Baca berita dengan sedikit iklan, klik di sini
Di Mabungtot, sebuah dusun terpencil di wilayah pegunungan Filipina Utara, Frans Madhu SVD ditembak mati pada petang hari 1 April lalu. Ketika itu dia tengah menyiapkan misa Minggu Palma—upacara satu pekan menjelang Paskah Katolik. Berasal dari ordo Serikat Sabda Allah (Societas Verbi Divini, SVD), Pastor Frans—kelahiran Ngada, Flores, NTT—bukanlah wajah baru di Mabungtot. Dusun itu, yang masuk Paroki Santo Petrus Lubuagan, adalah salah satu wilayah pelayanannya.
Misa petang itu rencananya dilangsungkan di gedung sekolah dasar kare-na Mabungtot belum memiliki gereja. Serombongan anak-anak telah memenuhi ruangan pada pukul 18.30. Sang Pastor tengah menata persiapan upacara tatkala tiga lelaki bergegas masuk. Mereka menghalau anak-anak ke luar lalu, mirip adegan film, salah satunya memberondong tubuh Frans, 31 tahun, dengan sepucuk senapan F-16.

——————

(Tantangan A)
Tuliskan ulang dengan persis bagian bacaan yang dibuka dengan kata-kata "Baca berita dengan" dan ditutup dengan "sepucuk senapan F-16.".
Bacaan ini dan entri sesudahnya tidak berhubungan satu sama lain.

(Entri pelabelan lokasi pada gambar)
——————

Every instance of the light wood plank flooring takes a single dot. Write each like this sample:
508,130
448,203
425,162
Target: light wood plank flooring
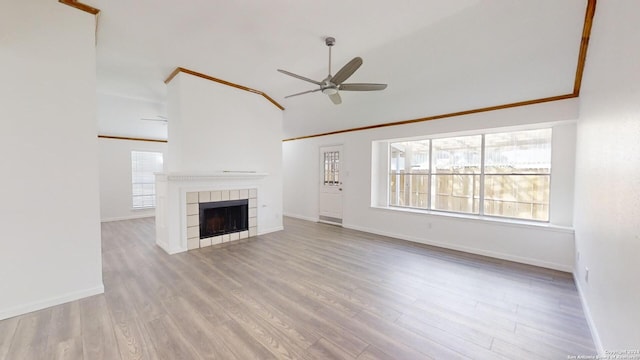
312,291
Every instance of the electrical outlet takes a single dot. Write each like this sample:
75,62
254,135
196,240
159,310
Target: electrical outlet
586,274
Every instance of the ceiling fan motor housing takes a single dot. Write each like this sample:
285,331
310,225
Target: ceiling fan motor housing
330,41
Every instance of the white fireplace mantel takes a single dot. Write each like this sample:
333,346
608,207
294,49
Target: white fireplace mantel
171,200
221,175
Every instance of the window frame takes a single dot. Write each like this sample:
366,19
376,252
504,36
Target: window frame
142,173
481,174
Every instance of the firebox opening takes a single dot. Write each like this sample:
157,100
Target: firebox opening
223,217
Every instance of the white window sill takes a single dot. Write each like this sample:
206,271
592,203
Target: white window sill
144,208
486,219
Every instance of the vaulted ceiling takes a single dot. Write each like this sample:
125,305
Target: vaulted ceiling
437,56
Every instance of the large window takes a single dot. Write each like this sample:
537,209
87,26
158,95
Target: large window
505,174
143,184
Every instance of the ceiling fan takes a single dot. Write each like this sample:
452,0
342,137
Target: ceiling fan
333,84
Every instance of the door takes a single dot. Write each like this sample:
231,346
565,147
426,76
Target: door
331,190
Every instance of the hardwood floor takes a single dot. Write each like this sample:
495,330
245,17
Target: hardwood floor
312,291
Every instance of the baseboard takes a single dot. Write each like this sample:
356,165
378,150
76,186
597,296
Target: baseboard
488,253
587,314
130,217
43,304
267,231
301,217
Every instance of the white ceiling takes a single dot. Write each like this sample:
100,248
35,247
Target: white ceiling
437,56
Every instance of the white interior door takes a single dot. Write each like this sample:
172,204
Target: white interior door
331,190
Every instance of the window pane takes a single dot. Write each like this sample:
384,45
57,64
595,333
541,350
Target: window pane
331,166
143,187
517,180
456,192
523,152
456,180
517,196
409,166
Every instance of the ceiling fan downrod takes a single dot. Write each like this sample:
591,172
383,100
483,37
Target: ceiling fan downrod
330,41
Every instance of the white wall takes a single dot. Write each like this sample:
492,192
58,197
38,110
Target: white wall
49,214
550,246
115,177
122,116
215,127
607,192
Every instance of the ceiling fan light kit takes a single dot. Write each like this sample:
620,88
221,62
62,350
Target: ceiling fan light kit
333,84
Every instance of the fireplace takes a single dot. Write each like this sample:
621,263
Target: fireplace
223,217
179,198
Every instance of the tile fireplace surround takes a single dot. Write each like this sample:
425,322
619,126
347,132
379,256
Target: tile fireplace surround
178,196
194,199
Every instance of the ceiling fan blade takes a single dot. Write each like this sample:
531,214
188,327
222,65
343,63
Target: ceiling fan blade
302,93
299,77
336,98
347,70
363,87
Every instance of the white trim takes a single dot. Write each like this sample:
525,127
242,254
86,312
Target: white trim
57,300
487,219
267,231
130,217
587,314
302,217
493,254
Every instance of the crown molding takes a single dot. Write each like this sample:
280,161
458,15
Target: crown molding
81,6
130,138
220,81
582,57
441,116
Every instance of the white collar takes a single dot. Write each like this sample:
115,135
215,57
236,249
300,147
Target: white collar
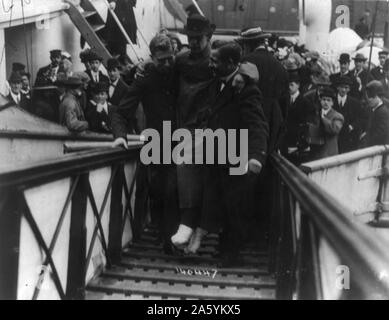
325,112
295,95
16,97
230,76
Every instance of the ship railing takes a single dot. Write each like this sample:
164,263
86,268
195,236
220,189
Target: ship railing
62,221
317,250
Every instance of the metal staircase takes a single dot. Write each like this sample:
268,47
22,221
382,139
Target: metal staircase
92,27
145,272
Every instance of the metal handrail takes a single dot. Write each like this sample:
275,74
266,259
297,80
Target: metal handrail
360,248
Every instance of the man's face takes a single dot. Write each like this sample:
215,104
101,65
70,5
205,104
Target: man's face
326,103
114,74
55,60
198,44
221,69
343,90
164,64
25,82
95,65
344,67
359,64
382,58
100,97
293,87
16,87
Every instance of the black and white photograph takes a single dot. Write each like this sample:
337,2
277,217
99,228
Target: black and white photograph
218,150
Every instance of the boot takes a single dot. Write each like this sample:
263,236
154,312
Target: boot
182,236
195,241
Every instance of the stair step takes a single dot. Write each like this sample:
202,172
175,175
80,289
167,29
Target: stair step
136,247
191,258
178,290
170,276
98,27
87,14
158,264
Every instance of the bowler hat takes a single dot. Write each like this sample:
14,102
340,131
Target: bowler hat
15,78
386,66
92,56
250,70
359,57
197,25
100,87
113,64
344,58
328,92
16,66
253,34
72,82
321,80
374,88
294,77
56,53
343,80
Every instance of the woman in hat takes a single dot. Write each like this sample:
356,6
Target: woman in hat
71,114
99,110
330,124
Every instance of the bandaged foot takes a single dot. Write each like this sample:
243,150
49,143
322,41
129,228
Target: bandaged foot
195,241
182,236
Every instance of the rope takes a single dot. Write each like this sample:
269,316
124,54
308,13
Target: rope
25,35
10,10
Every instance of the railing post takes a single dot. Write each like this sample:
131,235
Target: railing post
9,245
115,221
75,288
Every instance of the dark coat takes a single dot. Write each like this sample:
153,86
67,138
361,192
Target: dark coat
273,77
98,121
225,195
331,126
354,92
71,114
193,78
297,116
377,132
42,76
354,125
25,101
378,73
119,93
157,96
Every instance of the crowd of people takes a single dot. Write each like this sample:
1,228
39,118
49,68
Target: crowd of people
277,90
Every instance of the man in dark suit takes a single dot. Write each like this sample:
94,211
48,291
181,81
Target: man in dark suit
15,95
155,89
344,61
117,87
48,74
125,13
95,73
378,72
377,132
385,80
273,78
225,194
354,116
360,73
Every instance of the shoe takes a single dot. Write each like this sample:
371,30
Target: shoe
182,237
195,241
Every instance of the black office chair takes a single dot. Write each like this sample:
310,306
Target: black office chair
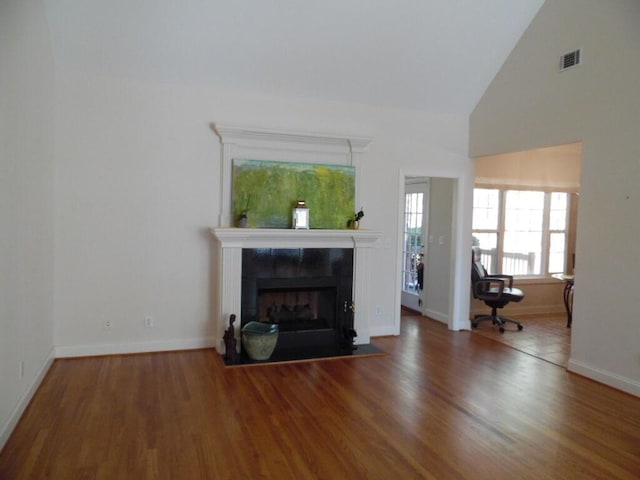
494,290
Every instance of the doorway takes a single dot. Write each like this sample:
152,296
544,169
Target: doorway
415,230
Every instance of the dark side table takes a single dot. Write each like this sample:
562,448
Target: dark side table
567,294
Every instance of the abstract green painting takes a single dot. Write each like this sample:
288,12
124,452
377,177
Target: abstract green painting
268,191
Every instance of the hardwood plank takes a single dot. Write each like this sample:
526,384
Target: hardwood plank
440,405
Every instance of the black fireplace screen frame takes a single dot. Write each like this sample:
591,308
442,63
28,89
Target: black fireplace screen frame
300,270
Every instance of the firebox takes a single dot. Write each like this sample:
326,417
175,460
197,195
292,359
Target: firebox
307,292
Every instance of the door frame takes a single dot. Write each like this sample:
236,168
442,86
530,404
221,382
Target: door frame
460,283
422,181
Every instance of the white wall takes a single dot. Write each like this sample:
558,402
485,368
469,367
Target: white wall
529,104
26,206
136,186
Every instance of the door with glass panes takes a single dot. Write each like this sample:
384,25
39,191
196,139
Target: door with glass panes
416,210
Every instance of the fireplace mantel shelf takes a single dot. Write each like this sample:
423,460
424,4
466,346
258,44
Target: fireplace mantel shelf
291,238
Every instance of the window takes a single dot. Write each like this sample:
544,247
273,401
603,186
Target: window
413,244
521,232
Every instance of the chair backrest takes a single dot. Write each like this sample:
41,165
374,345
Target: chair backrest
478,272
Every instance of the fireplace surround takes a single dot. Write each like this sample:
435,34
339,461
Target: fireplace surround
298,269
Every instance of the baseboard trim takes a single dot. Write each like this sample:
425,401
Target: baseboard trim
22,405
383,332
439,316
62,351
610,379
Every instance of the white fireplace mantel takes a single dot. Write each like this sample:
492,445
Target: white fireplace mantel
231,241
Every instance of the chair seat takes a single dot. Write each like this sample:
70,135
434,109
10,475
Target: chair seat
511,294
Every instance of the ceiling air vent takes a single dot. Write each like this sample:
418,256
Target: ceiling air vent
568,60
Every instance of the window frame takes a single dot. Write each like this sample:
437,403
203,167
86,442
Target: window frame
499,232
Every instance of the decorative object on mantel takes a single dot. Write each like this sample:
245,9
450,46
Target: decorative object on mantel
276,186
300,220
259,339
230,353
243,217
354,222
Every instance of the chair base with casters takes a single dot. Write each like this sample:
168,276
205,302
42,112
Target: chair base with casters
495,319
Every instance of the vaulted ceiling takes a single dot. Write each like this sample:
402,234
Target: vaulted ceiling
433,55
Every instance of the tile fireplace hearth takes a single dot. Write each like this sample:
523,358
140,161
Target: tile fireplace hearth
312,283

——————

(Tantangan B)
Baris entri mana saja yang memuat kata "opening"? Ambil setiap baris itu apa adanya.

(Penyelesaian Lengkap A)
Baca berita dengan sedikit iklan, klik di sini
Di Mabungtot, sebuah dusun terpencil di wilayah pegunungan Filipina Utara, Frans Madhu SVD ditembak mati pada petang hari 1 April lalu. Ketika itu dia tengah menyiapkan misa Minggu Palma—upacara satu pekan menjelang Paskah Katolik. Berasal dari ordo Serikat Sabda Allah (Societas Verbi Divini, SVD), Pastor Frans—kelahiran Ngada, Flores, NTT—bukanlah wajah baru di Mabungtot. Dusun itu, yang masuk Paroki Santo Petrus Lubuagan, adalah salah satu wilayah pelayanannya.
Misa petang itu rencananya dilangsungkan di gedung sekolah dasar kare-na Mabungtot belum memiliki gereja. Serombongan anak-anak telah memenuhi ruangan pada pukul 18.30. Sang Pastor tengah menata persiapan upacara tatkala tiga lelaki bergegas masuk. Mereka menghalau anak-anak ke luar lalu, mirip adegan film, salah satunya memberondong tubuh Frans, 31 tahun, dengan sepucuk senapan F-16.

(Penyelesaian Lengkap B)
Every instance of the firebox opening takes a single dot. Write each like this sample:
Target: firebox opening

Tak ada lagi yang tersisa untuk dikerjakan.